# Passage:
______
The impact on Chemistry's IT of about 40 minutes of unexpected power outage.
Summary
- Parts of this power outage went fairly well. Some less so.
- Cluster head nodes and compute nodes & drives seem to be in good shape.
Things we know failed:
248 Baker
Topic or event | Action taken | Action required | Notes |
---|---|---|---|
ChemIT UPS in cluster rack died. Would not turn on. | Moved Widom HeadNode to Loring UPS Moved C4 to Loring UPS Removed ChemIT UPS and plugged in to charge, just in case. | ||
ChemIT UPS for Windows servers – limited battery power, Hyper-V machines were not able to shut down gracefully. | Even after 24 hours charging, Synology shows it with only 672 seconds of battery life. Probably not even that | Needs battery or replacement | |
Mathematica license server did not start after restart. | Restarted manually. (common issue) | ||
NMR Web server didn't start up right. | Needed to be kicked a bit to start. | This Gateway needs to go. | |
NMR Router puked | Reprogrammed passwords and forwarding for SSH & RDP. | Needs external administration access configured. |
Other
Topic or event | Action taken | Action required | Notes |
---|---|---|---|
Lee - Steven Lee's SGI had several problems, boot, date, etc. | Lulu wrestled with re-setting (hardware) time. | Advise get UPS? If so, how automate shut-down if no monitor powered? | INC000001652417 |
Marohn - B19 PSB's AS-CHM-Maro-03 RAID-1 had a drive fail. | Oliver tested OK, wiped and re-added to RAID | INC000001652216 | |
Fors - Fors instrument came up and started working. Were both the computer and the instrument previously rebooted? | Roger asked group about reboot history of instrument. | Awaiting group's response (Dillon) on reboot history of instrument | INC000001645245 |
Petersen - His group's UPS died. | Roger got him a quote. | INC000001653506 |
______
# Information supplied:
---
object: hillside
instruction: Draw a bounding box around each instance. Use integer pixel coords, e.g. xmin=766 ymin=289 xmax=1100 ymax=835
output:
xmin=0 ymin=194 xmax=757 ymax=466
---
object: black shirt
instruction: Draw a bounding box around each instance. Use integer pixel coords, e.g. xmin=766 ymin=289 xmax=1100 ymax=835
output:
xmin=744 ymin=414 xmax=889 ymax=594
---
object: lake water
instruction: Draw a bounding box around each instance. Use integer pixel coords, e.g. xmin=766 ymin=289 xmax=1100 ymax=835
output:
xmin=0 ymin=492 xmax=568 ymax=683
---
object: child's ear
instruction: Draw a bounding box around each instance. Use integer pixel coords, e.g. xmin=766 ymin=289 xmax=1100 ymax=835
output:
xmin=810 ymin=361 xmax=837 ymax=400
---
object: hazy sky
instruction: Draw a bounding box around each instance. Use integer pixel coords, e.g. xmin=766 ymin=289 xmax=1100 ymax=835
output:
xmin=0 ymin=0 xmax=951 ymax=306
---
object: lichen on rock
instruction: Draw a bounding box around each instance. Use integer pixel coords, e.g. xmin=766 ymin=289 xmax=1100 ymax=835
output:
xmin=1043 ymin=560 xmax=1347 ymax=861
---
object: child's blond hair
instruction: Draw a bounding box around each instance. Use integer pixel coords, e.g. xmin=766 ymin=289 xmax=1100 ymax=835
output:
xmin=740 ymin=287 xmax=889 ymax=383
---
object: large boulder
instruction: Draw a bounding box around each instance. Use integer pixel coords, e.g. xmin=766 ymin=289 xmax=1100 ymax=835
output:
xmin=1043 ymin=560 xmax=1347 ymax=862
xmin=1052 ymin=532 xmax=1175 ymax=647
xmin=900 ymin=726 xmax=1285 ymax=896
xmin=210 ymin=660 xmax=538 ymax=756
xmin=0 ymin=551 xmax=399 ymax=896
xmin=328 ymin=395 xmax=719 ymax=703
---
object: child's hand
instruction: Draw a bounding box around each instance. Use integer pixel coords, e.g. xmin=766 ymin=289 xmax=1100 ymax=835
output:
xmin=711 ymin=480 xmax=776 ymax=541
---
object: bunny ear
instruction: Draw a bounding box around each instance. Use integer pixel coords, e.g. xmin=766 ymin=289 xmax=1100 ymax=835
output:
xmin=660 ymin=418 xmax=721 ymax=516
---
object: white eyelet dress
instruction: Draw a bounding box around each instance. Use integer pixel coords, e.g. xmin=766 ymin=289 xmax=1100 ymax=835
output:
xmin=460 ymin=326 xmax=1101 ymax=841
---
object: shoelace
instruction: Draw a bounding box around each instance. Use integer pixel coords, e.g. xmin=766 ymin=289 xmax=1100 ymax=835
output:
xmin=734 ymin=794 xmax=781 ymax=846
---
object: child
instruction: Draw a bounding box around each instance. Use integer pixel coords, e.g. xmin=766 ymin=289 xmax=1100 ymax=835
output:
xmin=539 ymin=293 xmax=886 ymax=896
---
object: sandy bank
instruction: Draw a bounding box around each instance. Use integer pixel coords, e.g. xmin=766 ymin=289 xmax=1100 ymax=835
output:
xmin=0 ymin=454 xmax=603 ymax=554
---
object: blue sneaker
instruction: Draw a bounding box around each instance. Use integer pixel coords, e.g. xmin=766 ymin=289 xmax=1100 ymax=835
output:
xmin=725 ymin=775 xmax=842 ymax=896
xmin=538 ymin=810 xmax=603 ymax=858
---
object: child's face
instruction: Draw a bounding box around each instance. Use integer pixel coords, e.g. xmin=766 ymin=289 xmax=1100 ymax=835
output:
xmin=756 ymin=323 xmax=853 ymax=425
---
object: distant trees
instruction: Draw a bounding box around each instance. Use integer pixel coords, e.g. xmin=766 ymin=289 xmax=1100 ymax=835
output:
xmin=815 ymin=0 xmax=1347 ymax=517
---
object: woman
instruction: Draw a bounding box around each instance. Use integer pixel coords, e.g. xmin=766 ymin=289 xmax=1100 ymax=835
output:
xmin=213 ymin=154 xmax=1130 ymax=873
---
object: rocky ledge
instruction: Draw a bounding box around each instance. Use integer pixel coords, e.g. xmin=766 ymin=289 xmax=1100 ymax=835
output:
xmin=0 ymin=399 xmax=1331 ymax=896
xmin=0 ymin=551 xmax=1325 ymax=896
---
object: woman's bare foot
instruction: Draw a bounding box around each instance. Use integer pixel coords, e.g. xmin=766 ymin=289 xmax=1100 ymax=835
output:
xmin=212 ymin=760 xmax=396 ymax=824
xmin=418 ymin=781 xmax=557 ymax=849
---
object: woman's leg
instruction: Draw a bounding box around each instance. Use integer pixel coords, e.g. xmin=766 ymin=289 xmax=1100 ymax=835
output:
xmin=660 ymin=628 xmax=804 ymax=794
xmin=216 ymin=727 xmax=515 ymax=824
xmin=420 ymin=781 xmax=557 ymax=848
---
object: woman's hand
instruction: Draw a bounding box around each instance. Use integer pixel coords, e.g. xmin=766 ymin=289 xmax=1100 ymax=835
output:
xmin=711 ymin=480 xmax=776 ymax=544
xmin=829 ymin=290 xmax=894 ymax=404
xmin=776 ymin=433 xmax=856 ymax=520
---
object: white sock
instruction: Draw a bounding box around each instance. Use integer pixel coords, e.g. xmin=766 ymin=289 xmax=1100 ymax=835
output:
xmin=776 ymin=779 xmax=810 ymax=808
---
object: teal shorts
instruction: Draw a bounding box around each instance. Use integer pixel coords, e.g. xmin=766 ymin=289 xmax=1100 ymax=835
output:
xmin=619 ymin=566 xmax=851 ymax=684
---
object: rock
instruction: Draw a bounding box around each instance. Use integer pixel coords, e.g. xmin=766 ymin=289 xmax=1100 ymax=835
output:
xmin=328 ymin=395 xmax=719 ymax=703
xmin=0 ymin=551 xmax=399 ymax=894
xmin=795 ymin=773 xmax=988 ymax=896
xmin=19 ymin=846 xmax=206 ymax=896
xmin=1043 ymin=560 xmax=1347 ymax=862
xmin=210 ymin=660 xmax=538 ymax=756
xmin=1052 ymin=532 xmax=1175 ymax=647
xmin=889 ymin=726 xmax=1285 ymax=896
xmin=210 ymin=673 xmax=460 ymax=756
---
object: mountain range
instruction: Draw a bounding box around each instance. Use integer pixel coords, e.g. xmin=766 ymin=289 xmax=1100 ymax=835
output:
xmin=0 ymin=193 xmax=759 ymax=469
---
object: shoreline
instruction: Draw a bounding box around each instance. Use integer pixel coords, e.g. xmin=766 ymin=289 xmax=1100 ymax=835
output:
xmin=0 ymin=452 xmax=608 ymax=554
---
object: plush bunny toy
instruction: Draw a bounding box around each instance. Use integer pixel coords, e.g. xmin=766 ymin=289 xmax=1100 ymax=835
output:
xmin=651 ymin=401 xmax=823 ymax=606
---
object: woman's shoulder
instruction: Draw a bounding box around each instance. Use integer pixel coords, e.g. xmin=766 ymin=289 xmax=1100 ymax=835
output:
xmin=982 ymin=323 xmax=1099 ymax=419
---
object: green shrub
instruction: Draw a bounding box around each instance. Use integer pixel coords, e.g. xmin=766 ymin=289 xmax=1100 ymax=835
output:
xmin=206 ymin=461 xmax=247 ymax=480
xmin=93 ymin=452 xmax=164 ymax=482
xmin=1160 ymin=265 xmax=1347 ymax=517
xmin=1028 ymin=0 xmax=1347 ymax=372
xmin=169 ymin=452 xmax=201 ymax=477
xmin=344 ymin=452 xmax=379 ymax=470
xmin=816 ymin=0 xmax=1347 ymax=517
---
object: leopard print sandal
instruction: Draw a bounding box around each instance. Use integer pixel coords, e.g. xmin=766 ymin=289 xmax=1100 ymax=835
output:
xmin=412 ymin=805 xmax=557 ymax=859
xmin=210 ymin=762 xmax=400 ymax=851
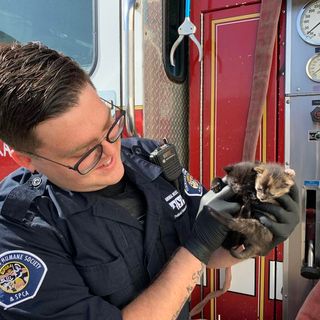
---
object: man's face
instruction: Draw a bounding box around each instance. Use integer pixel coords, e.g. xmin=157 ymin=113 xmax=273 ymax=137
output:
xmin=31 ymin=85 xmax=124 ymax=192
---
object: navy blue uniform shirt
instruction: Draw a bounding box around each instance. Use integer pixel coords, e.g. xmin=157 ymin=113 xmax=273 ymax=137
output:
xmin=0 ymin=138 xmax=202 ymax=320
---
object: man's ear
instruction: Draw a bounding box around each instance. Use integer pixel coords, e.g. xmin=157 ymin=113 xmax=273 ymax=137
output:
xmin=11 ymin=150 xmax=35 ymax=172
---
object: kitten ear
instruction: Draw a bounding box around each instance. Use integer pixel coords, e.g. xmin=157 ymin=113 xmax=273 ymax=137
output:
xmin=253 ymin=166 xmax=265 ymax=174
xmin=284 ymin=168 xmax=296 ymax=178
xmin=223 ymin=165 xmax=233 ymax=174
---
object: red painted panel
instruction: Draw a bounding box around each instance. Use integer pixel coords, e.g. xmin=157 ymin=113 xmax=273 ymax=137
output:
xmin=190 ymin=0 xmax=284 ymax=320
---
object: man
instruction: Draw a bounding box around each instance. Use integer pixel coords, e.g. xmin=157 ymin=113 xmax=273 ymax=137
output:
xmin=0 ymin=43 xmax=298 ymax=320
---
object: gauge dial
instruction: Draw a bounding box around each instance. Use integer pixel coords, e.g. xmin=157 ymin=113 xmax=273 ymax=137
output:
xmin=306 ymin=53 xmax=320 ymax=82
xmin=297 ymin=0 xmax=320 ymax=45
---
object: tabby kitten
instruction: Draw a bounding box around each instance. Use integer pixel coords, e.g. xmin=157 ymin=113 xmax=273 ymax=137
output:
xmin=208 ymin=162 xmax=295 ymax=259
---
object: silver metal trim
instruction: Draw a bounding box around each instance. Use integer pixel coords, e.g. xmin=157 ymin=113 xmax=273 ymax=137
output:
xmin=121 ymin=0 xmax=137 ymax=136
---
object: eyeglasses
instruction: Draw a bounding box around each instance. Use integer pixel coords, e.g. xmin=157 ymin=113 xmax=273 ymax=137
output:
xmin=26 ymin=98 xmax=126 ymax=175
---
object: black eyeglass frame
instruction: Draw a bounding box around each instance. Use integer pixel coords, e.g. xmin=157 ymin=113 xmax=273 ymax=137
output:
xmin=22 ymin=98 xmax=126 ymax=176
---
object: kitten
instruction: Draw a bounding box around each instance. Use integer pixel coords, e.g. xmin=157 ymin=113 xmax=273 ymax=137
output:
xmin=208 ymin=162 xmax=295 ymax=259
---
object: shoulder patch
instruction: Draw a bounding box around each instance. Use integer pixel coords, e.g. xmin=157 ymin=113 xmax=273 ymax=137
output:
xmin=0 ymin=250 xmax=48 ymax=309
xmin=182 ymin=169 xmax=203 ymax=197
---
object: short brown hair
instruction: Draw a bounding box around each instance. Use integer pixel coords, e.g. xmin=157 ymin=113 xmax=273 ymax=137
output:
xmin=0 ymin=42 xmax=93 ymax=151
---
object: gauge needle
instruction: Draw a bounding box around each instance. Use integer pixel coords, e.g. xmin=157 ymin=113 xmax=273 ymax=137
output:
xmin=307 ymin=22 xmax=320 ymax=34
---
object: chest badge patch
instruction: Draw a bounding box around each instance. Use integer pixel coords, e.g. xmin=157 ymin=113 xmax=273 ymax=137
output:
xmin=0 ymin=250 xmax=48 ymax=309
xmin=182 ymin=169 xmax=203 ymax=197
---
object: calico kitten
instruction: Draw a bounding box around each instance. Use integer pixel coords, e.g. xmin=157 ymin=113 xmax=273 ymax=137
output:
xmin=208 ymin=162 xmax=295 ymax=259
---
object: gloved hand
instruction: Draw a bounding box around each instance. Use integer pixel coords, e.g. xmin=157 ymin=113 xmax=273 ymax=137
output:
xmin=184 ymin=186 xmax=240 ymax=264
xmin=252 ymin=185 xmax=300 ymax=251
______
# Problems:
1/ Do the following statements agree with the outage report? Answer yes or no for each, and quote the words from the report that decide it.
(a) The Mathematica license server had to be restarted by hand after the outage.
(b) After 24 hours of charging, the UPS for the Windows servers showed about 20 minutes of battery life.
(c) The drive that failed in Marohn's RAID-1 was replaced with a new one.
2/ Transcribe everything in the outage report from "The impact on" down to "in good shape.".

# Answers to the exercises:
1/
(a) Yes: "Restarted manually. (common issue)"
(b) No: "Even after 24 hours charging, Synology shows it with only 672 seconds of battery life."
(c) No: "Oliver tested OK, wiped and re-added to RAID"

2/
The impact on Chemistry's IT of about 40 minutes of unexpected power outage.
Summary
- Parts of this power outage went fairly well. Some less so.
- Cluster head nodes and compute nodes & drives seem to be in good shape.